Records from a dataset
----

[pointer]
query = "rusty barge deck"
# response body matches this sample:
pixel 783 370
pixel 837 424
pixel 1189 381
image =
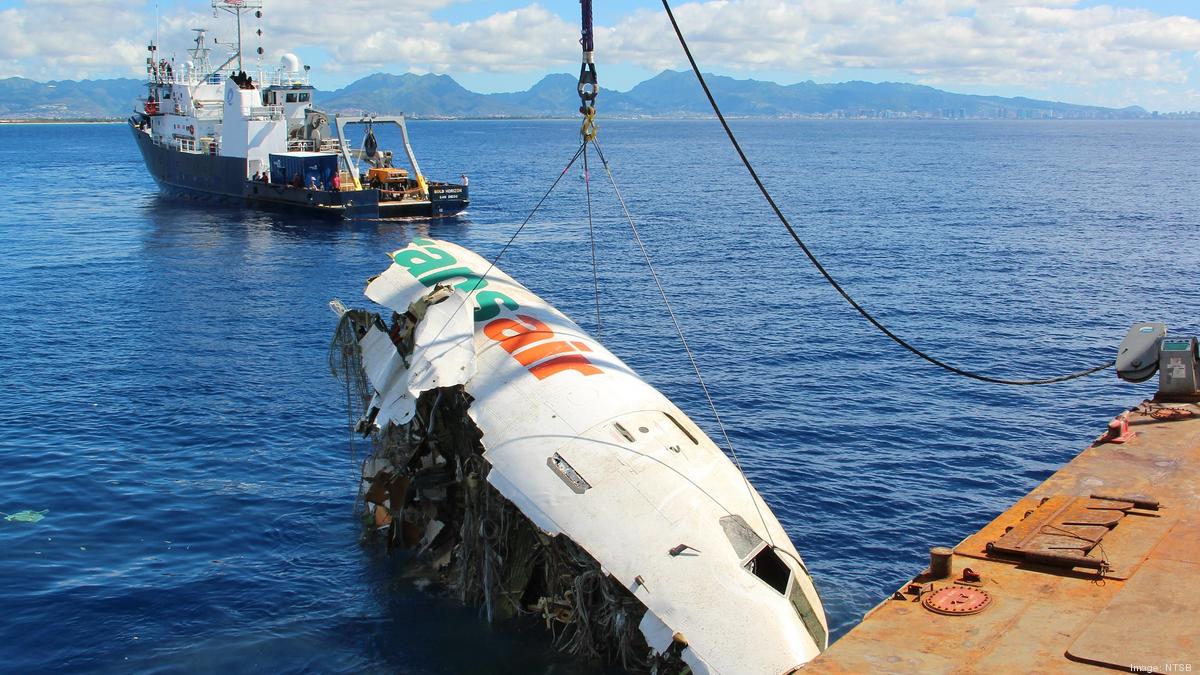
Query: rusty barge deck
pixel 1097 568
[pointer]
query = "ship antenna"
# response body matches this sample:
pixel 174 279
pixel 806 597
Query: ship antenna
pixel 237 7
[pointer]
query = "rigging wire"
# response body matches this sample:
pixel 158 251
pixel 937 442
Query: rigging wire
pixel 595 273
pixel 496 260
pixel 821 268
pixel 683 340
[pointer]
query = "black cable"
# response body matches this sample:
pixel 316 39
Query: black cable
pixel 821 268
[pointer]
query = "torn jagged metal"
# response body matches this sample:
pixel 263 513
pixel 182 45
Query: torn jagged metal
pixel 534 473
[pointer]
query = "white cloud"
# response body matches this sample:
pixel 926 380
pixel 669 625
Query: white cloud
pixel 981 42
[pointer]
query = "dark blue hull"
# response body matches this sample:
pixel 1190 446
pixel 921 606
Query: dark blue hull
pixel 197 175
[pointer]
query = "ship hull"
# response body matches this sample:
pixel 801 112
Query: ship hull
pixel 198 175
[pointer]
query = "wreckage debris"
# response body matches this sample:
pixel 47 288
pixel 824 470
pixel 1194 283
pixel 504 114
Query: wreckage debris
pixel 534 473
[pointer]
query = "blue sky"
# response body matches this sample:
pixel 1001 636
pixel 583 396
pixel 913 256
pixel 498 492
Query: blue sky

----

§ **TASK TO CARRY OUT**:
All of the material above should be reproduced exactly, except the pictures.

§ **FULL ANSWER**:
[pointer]
query = "rusty barge deck"
# response body matches this sample:
pixel 783 370
pixel 837 424
pixel 1189 381
image =
Query: rusty barge deck
pixel 1097 568
[pointer]
query = "ship antenna"
# response body matches this sample:
pixel 174 279
pixel 806 597
Query: ship antenna
pixel 237 7
[pointer]
query = "rigging wire"
# response body matches this sample:
pixel 158 251
pixel 937 442
Query: rigging wire
pixel 595 273
pixel 496 260
pixel 821 268
pixel 683 340
[pointer]
query = "black cable"
# response body matches this sample:
pixel 316 39
Query: black cable
pixel 821 268
[pointer]
query = "torn jagged metal"
# response body matches this sample:
pixel 263 513
pixel 182 45
Query: torn jagged metal
pixel 534 473
[pointer]
query = "white cloud"
# response body matches this sample:
pixel 926 380
pixel 669 625
Query: white cloud
pixel 981 42
[pointer]
query = "dark blue hull"
# response body matches this sample:
pixel 1190 446
pixel 921 606
Query: dark blue hull
pixel 197 175
[pointer]
query = "ship hull"
# response body matches this sample:
pixel 801 112
Query: ship hull
pixel 198 175
[pointer]
query = "wreckage debris"
# response body matches this sample:
pixel 47 288
pixel 824 470
pixel 1194 283
pixel 504 114
Query: wreckage debris
pixel 534 473
[pointer]
query = "blue sky"
# response body matches this sample:
pixel 1001 636
pixel 583 396
pixel 913 256
pixel 498 492
Query: blue sky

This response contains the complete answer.